Point annotation records
** START **
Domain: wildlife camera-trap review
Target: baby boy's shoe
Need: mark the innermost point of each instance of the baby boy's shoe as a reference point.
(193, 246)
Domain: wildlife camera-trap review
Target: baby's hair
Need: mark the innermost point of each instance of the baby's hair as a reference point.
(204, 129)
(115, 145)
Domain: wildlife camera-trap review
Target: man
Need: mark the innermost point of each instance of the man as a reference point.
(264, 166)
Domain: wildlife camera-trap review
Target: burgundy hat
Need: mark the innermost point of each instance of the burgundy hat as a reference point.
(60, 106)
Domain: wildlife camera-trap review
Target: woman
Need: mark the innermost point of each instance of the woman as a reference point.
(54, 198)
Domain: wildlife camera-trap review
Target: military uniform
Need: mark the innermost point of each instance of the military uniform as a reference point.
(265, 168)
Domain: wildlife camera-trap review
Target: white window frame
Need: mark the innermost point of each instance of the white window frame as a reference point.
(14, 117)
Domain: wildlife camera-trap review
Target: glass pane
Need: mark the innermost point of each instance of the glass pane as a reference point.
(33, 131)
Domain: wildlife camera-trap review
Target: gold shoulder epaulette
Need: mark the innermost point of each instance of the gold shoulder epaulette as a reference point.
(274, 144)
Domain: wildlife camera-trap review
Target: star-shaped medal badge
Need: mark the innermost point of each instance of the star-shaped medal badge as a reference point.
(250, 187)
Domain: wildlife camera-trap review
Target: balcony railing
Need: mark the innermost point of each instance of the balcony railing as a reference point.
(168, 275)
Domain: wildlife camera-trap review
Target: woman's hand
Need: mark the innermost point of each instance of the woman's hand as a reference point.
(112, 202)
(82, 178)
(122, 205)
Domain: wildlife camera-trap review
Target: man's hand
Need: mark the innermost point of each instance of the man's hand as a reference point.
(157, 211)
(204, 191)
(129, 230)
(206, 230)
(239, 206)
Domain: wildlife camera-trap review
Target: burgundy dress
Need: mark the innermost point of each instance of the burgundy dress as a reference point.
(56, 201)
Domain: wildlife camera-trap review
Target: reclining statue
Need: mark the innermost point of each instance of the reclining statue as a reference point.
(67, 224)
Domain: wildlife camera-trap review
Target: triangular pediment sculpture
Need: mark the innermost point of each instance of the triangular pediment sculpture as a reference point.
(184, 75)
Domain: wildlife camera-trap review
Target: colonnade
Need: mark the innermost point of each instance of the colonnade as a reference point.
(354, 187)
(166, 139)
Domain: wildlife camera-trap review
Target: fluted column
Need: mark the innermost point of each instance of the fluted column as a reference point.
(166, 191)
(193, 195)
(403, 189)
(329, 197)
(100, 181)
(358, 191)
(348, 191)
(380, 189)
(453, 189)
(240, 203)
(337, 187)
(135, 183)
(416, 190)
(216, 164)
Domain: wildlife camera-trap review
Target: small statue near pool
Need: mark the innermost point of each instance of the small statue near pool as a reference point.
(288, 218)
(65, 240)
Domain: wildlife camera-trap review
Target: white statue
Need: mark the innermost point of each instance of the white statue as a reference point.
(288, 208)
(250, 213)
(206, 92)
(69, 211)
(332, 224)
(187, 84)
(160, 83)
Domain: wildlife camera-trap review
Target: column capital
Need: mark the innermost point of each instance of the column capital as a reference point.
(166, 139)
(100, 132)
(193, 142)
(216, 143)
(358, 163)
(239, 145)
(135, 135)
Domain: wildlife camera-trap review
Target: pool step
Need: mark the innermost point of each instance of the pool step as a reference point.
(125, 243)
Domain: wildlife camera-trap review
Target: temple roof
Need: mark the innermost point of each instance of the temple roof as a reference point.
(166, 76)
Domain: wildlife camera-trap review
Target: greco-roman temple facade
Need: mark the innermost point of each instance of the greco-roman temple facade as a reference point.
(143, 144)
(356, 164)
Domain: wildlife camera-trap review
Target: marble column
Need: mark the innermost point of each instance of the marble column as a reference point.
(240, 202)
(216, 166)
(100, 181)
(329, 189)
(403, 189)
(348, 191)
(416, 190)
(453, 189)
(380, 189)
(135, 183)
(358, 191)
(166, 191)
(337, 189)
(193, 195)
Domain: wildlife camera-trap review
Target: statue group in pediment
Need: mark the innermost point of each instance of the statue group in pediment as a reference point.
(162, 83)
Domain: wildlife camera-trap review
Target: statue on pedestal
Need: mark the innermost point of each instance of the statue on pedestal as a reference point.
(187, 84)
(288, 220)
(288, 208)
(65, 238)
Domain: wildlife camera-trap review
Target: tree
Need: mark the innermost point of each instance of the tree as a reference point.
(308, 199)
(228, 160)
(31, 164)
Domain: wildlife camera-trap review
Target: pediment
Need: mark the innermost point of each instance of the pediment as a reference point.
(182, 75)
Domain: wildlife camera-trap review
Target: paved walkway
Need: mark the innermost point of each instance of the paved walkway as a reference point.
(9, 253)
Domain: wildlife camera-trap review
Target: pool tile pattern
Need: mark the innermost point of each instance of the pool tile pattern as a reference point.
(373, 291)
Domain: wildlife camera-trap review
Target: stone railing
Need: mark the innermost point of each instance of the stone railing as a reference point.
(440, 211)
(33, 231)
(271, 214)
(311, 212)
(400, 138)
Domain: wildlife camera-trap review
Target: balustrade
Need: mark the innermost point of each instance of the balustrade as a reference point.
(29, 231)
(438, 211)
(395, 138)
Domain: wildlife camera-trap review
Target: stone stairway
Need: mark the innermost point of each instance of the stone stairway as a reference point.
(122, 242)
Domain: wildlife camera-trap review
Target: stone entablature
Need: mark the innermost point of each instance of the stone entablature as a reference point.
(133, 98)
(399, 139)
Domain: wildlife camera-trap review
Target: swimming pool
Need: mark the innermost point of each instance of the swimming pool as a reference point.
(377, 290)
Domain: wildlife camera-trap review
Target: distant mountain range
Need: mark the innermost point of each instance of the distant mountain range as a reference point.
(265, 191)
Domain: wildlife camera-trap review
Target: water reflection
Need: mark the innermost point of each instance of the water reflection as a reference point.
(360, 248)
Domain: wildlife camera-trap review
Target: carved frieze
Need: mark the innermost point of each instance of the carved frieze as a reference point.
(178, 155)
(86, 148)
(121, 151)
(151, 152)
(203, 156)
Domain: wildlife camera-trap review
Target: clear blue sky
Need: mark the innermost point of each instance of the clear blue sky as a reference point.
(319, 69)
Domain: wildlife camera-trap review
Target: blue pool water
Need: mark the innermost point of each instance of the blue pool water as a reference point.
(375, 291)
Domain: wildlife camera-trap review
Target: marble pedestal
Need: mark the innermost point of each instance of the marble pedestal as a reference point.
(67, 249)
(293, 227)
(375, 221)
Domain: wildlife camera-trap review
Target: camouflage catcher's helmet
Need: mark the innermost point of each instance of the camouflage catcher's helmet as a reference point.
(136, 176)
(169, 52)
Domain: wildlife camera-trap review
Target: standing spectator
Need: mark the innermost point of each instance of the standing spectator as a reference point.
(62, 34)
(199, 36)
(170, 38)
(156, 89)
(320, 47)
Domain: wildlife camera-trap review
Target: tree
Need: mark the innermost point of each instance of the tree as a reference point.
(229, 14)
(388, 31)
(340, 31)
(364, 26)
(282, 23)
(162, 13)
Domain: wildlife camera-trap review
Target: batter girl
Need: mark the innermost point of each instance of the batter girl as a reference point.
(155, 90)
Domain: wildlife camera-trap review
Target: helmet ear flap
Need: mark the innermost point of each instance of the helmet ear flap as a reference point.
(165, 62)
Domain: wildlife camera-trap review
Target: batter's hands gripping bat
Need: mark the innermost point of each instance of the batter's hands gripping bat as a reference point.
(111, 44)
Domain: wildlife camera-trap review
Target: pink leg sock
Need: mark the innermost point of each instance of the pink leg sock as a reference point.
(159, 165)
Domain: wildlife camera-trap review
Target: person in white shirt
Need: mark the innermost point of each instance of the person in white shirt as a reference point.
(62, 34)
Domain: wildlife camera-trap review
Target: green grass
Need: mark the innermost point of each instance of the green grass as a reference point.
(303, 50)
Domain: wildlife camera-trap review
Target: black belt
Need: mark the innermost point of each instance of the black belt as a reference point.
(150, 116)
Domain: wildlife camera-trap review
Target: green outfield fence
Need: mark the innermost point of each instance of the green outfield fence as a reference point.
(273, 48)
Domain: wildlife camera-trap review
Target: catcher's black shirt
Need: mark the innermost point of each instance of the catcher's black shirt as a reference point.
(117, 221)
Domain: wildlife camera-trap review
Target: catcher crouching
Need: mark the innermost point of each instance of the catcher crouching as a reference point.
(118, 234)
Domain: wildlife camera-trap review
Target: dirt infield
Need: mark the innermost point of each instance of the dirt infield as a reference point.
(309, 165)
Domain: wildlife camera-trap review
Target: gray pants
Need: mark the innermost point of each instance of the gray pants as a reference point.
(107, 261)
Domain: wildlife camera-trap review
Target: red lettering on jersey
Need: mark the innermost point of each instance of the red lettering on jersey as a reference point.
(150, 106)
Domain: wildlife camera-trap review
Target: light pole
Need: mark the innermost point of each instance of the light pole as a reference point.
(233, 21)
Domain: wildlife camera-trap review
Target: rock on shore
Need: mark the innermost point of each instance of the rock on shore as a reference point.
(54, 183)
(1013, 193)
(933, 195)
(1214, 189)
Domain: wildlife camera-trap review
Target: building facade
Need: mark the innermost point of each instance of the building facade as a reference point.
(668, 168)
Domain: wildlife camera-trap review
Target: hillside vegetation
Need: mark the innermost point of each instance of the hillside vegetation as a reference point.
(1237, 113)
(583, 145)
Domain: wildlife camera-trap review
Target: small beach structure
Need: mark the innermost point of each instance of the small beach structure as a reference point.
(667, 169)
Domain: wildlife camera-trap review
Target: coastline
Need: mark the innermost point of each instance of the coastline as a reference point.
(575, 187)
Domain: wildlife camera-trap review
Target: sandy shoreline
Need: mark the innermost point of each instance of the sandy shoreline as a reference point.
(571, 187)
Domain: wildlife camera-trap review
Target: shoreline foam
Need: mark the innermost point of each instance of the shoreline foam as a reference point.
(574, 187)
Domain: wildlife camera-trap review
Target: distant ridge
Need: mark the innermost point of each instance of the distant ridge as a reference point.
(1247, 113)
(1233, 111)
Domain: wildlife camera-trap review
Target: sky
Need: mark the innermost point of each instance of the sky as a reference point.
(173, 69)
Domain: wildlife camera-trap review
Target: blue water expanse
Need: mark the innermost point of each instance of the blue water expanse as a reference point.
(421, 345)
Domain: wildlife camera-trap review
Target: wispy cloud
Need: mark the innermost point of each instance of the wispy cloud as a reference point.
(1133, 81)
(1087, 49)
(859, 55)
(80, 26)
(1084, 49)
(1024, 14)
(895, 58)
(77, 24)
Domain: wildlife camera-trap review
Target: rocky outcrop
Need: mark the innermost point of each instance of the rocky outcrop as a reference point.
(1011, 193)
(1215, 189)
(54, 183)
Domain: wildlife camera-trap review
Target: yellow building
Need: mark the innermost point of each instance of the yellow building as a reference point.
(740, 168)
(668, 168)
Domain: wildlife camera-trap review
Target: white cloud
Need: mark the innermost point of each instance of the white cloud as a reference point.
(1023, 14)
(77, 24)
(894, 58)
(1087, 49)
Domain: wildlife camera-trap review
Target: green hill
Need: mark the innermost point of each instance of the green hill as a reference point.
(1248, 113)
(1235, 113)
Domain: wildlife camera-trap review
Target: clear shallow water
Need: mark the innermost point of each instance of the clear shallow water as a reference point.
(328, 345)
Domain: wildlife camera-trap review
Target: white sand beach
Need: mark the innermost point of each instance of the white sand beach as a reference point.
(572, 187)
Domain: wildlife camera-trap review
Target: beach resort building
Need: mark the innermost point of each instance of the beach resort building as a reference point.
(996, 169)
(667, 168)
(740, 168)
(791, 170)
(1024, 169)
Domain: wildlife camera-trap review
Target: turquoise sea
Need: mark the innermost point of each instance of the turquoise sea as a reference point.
** END **
EXERCISE:
Return every line of the records above that contains the word "coastline".

WRITTEN SOLUTION:
Target: coastline
Need: mark the innermost point of each instance of the coastline as a reference point.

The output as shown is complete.